Point annotation records
────────────────────────────────────────

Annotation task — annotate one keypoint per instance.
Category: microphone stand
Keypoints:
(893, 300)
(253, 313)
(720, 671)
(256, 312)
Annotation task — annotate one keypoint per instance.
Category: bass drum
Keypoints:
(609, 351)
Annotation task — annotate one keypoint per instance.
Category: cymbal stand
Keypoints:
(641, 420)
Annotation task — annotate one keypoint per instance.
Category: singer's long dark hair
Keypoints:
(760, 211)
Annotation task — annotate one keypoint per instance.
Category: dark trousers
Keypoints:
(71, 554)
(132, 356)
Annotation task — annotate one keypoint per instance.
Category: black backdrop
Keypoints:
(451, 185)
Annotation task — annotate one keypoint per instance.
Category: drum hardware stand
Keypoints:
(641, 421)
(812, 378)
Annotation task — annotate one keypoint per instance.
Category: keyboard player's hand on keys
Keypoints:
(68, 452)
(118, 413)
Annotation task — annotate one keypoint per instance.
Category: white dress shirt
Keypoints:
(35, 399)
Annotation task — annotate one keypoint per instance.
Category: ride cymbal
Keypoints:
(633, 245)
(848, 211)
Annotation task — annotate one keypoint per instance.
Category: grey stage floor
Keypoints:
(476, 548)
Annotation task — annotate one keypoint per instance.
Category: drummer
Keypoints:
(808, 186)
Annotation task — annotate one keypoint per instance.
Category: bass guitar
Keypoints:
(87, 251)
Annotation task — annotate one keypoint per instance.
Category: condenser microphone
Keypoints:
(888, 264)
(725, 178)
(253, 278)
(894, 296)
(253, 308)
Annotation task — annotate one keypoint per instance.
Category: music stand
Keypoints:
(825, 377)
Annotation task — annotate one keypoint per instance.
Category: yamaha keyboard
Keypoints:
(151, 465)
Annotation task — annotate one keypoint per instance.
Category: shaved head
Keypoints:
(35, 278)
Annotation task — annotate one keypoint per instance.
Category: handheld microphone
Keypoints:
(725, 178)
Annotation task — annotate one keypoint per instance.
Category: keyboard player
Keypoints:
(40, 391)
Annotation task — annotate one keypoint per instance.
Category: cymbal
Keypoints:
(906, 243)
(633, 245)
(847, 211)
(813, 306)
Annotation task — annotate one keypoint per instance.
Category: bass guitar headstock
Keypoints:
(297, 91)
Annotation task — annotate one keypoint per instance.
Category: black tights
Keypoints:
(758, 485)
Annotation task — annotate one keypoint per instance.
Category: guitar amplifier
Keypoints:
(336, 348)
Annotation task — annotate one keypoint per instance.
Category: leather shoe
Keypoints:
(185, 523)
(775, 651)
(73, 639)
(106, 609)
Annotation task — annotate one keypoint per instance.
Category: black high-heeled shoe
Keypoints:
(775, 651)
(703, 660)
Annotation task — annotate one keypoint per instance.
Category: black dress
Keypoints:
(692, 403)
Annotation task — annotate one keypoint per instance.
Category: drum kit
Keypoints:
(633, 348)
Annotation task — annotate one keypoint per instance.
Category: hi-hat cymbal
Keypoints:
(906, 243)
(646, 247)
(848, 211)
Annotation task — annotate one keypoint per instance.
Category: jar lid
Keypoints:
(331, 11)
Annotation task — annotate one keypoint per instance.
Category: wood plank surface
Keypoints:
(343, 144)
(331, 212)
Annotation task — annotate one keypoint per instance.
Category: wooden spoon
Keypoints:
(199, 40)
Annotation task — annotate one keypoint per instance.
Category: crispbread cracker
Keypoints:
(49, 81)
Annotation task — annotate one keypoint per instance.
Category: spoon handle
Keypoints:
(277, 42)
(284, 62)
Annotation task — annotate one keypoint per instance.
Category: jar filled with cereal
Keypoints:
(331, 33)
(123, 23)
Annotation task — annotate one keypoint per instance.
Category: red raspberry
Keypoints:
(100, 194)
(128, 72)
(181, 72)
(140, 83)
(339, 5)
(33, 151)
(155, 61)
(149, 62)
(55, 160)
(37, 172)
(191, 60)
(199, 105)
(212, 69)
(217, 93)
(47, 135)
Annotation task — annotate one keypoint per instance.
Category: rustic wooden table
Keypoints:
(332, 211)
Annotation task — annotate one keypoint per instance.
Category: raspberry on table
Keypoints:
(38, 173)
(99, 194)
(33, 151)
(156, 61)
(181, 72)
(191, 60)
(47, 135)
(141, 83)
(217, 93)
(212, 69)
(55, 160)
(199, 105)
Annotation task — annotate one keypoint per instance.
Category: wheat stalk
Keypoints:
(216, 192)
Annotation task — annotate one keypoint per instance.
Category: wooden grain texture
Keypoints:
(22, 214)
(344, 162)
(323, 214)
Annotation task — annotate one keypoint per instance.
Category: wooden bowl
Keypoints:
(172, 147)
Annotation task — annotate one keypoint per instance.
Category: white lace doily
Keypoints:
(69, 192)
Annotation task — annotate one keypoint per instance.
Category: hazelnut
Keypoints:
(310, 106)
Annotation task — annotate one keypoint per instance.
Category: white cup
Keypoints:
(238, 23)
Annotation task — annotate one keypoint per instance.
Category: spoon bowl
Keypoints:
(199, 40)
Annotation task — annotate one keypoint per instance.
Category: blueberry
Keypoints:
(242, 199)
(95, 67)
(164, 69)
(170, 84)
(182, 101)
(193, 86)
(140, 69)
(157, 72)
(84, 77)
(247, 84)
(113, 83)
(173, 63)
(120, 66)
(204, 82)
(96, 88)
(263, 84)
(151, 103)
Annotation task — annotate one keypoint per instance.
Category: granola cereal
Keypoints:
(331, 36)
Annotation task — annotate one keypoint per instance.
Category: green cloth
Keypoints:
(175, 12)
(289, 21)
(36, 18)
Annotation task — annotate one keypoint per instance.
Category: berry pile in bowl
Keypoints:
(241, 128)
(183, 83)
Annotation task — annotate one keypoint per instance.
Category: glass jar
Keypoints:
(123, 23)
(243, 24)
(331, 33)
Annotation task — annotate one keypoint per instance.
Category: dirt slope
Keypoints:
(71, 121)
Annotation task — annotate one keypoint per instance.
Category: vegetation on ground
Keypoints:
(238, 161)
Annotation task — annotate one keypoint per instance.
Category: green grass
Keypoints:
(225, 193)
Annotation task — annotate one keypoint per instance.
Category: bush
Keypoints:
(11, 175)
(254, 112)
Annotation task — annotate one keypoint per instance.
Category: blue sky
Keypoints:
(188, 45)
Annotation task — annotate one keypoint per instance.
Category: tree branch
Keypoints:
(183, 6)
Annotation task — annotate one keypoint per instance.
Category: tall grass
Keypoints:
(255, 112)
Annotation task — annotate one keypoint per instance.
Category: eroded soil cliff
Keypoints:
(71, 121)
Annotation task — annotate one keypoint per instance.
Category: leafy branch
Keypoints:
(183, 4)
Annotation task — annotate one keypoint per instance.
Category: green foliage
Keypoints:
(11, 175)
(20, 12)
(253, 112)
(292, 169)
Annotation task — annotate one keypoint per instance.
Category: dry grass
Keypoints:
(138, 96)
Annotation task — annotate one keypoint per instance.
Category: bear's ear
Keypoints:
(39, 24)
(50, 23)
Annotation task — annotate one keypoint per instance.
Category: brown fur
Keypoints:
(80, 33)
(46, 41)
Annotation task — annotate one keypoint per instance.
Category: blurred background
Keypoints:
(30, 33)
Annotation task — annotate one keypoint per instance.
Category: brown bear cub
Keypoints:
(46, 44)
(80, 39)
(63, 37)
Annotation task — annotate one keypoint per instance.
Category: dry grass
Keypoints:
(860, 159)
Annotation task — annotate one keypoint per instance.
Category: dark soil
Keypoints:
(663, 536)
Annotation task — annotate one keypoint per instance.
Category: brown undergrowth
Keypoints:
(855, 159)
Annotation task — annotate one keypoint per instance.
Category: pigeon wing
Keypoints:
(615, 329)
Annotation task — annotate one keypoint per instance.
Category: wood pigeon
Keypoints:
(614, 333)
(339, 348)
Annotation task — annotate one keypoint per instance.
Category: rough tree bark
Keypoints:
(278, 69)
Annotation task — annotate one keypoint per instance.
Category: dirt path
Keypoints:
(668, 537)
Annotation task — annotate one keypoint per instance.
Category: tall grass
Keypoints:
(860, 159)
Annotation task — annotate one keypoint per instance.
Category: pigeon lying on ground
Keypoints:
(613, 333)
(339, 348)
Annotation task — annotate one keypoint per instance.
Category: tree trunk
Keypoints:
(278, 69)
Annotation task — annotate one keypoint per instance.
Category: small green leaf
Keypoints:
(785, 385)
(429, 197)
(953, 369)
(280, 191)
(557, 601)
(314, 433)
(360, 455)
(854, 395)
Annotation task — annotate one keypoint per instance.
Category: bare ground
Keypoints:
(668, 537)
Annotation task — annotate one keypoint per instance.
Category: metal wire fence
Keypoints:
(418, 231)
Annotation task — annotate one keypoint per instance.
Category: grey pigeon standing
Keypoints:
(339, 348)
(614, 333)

────────────────────────────────────────

## GIVEN EXERCISE
Gather every line in the data above that contains the word "branch", and copy each such line in full.

## EXERCISE OUTPUT
Category: tree branch
Category: leafy branch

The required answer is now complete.